[THE TASK]
Copy every line of the material that follows word for word, changing or omitting nothing.

==================================================

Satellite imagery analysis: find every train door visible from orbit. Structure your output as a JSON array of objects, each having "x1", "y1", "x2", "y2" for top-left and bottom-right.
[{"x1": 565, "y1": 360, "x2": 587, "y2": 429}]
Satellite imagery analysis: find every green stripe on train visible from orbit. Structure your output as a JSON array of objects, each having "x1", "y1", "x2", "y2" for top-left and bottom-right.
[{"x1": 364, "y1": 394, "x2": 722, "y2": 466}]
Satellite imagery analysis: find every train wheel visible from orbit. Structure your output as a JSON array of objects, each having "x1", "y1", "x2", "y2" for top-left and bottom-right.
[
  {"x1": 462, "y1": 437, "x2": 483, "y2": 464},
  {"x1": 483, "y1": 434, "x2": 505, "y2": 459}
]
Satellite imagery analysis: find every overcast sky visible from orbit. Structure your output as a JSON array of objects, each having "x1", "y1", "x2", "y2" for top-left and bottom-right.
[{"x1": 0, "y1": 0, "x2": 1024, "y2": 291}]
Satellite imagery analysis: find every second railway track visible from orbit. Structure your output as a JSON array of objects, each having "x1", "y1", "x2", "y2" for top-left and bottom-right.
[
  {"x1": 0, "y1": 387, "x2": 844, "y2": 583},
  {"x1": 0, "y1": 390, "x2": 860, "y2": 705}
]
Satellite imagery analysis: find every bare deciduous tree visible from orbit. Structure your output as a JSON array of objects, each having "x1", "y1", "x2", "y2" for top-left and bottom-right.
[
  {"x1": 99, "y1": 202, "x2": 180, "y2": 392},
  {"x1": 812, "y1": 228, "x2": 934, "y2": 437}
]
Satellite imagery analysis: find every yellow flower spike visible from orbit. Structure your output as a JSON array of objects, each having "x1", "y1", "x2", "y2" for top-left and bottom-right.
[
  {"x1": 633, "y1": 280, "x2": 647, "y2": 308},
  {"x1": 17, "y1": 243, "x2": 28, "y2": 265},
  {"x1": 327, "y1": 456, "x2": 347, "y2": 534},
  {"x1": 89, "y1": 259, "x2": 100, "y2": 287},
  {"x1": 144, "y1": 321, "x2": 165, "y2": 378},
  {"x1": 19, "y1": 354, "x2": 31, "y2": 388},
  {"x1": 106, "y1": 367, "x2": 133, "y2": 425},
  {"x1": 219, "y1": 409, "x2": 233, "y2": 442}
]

==================================================

[ANSWER FOR THIS EXERCISE]
Satellite imagery analysis: find every train door visible from orbit. Structure your output as a JSON array of objects, each having "x1", "y1", "x2", "y2" for top-left and bottom-right.
[{"x1": 565, "y1": 360, "x2": 587, "y2": 429}]
Satellite imagery analysis: find every green stripe on train visible from orbit. Structure your output as a JSON array of objects, each having "x1", "y1", "x2", "y2" for top-left and bottom-right.
[{"x1": 364, "y1": 394, "x2": 722, "y2": 466}]
Satellite imagery analysis: find every train wheel visible from orbit. Structure your output as a JSON array of objects, each having "x1", "y1", "x2", "y2" for top-left and bottom-right.
[
  {"x1": 462, "y1": 437, "x2": 483, "y2": 464},
  {"x1": 483, "y1": 434, "x2": 505, "y2": 459}
]
Satellite imagery analysis: find every overcast sky visible from orbit. Structure your output as a JSON array of objects, each having "x1", "y1", "x2", "y2" for top-left and bottom-right.
[{"x1": 0, "y1": 0, "x2": 1024, "y2": 291}]
Satellite imagery analysis: find every second railway track visible from orbit. Structure your output as a JSON array of objects, each having "x1", "y1", "x2", "y2" for top-left and bottom-right.
[
  {"x1": 0, "y1": 387, "x2": 844, "y2": 583},
  {"x1": 0, "y1": 390, "x2": 860, "y2": 705}
]
Satellite imagery analysis: find every bare deciduous tree visible from orbit. Structure your output as a JSON array of objects, each having "x1", "y1", "x2", "y2" for top-left and bottom-right.
[
  {"x1": 99, "y1": 202, "x2": 180, "y2": 392},
  {"x1": 812, "y1": 228, "x2": 934, "y2": 437}
]
Satellite imagery analysis: find every yellow flower spike visible from orbit. Structure your output as a JSON array of objects, each having "x1", "y1", "x2", "y2" for top-left and bottom-right.
[
  {"x1": 633, "y1": 280, "x2": 647, "y2": 308},
  {"x1": 17, "y1": 243, "x2": 28, "y2": 265},
  {"x1": 327, "y1": 456, "x2": 347, "y2": 534},
  {"x1": 89, "y1": 259, "x2": 100, "y2": 287},
  {"x1": 144, "y1": 321, "x2": 165, "y2": 378},
  {"x1": 19, "y1": 354, "x2": 31, "y2": 388},
  {"x1": 106, "y1": 367, "x2": 133, "y2": 425},
  {"x1": 219, "y1": 409, "x2": 233, "y2": 442}
]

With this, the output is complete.